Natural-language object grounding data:

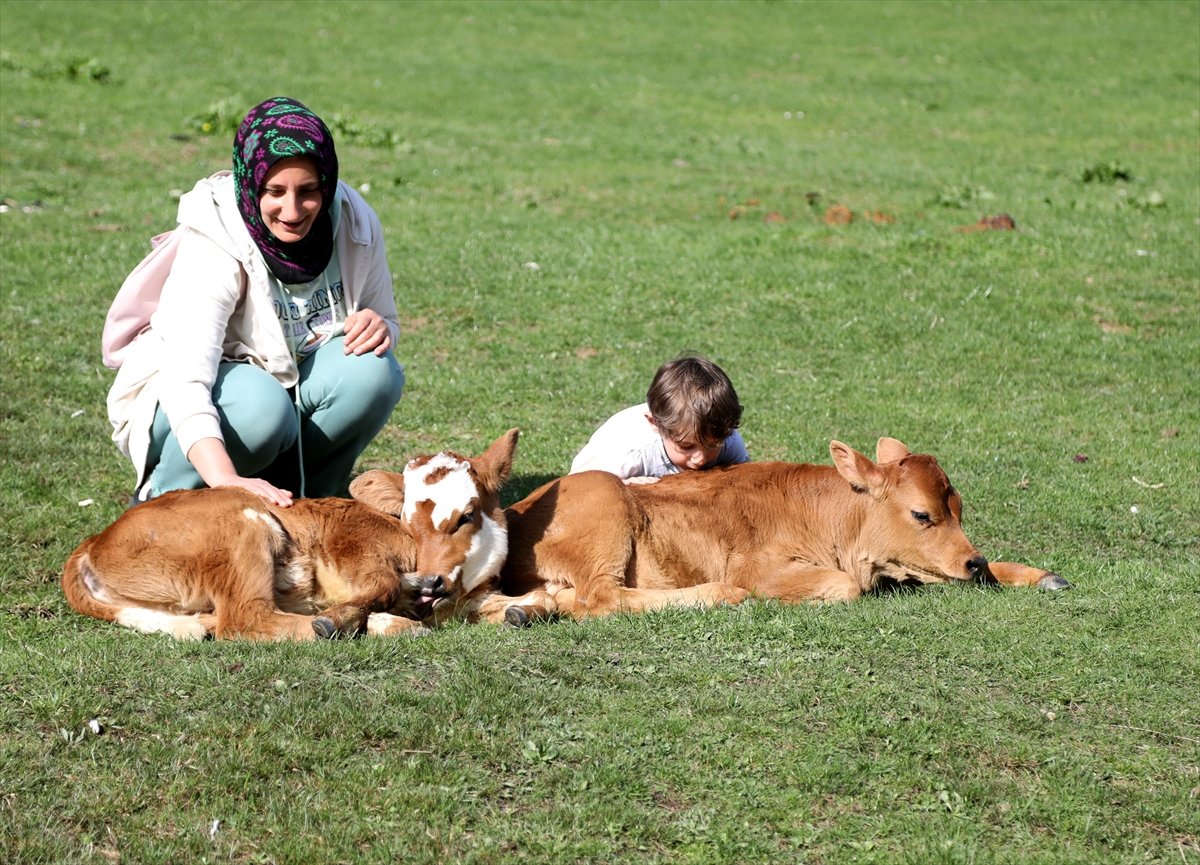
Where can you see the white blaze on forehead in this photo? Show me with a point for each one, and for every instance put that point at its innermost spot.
(451, 491)
(489, 548)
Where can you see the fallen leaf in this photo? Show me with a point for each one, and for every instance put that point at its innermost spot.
(839, 215)
(1001, 222)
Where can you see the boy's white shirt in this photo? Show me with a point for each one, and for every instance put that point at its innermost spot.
(629, 445)
(219, 304)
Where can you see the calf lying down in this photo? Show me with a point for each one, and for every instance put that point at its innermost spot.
(588, 545)
(225, 563)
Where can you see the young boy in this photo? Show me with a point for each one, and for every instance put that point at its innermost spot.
(688, 422)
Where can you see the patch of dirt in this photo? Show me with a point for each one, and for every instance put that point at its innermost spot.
(1001, 222)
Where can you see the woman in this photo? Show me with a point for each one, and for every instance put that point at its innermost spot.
(268, 362)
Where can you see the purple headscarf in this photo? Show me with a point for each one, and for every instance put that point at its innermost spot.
(273, 131)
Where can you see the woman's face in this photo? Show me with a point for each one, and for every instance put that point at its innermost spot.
(291, 198)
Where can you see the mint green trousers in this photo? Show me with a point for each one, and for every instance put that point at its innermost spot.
(306, 443)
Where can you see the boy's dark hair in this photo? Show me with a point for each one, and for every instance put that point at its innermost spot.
(693, 398)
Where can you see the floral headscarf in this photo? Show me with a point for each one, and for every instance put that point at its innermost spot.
(273, 131)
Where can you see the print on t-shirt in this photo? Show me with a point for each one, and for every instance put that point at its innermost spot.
(312, 313)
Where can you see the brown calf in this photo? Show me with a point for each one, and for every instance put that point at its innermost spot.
(226, 563)
(589, 545)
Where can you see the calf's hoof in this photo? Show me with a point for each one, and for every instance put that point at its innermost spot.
(516, 617)
(1053, 582)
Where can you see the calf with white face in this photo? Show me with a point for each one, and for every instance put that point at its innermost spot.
(225, 563)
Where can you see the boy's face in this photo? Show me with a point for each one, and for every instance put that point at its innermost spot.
(687, 452)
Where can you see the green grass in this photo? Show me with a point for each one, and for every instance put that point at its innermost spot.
(613, 144)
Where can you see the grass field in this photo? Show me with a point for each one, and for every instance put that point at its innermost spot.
(574, 193)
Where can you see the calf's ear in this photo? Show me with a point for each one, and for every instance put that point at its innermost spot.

Task to carry out: The full text of the data above, exact and without pictures, is what to return.

The answer:
Where can you see the white blaze on forehead in this photo? Show me with a point for each one, and for every instance put that point at its innermost spot.
(451, 491)
(489, 548)
Where can you see the fallen leaf in this photo? Show me with a point for each one, and for every instance put that point at its innermost spot.
(839, 215)
(1001, 222)
Where can you see the boy's white shirt in this photo? Show me with a point for each one, and for every instance put that point at its innermost spot.
(629, 445)
(219, 304)
Where can you see the calf lying down in this photo? Show me with a point for each one, and for every instance put that point at its innermost spot.
(588, 545)
(225, 563)
Where can you see the young boy in this photo? Show me with a point for each one, and for every instance put that point at its innermost spot.
(688, 422)
Where can you see the patch of dirt in this photo? Show me with a point for each one, and for every instance put that point at its innermost spot.
(1001, 222)
Where can you see the woman in this photo? Show me with a point for each one, and for every instance put that point at its innermost spot.
(268, 362)
Where can you see the purple headscarf in this photo? Show me with a point for each one, and for every instance put that point at its innermost spot.
(273, 131)
Where can you see the woman's face in this photo? Show me with a point for each one, and for every instance put that point at its innermost spot.
(291, 198)
Where can you see the mint green trousers in this photo? Show me with a point for each one, and for every instance put that point at its innermost spot.
(306, 443)
Where can you see the boy's dark hair in this photo? Show me with a point for each one, and for every instance put that point at its innermost spot.
(693, 398)
Where can you see the floral headscarf in this photo? Show me with a point for each one, and for every instance put that point at its innermost spot.
(273, 131)
Where can you see the print on t-shirt in this photo? Show me with a point for each one, and for every instance put that point at its innermost spot.
(312, 313)
Where can you see the brown calf in this photo? Show me with a point for each one, and for every instance put that point at its innermost spot.
(226, 563)
(589, 545)
Where can you see the calf's hoof in this photo? Show me with a point for each one, and for every instance put that point at its innermost spot.
(516, 617)
(1053, 582)
Where can you see the calf with white face in this photo? Show me with a point for each one, and for every instance put that point at its innermost spot.
(225, 563)
Where can you see the boy's face in this photo? Show me with a point for each one, and for every instance put that point at its innermost spot.
(687, 452)
Where can you see the green grass in this photo? Show me with a point for each one, and for every instance put that point at its innermost spot.
(613, 144)
Where can you see the grass field in this photo? Show me with a point for each one, and for every instance put that point at its innermost spot.
(574, 193)
Where can you see the calf's ear in this photo? Show me with a point for each one, and for every instance put that point at its innermost spot.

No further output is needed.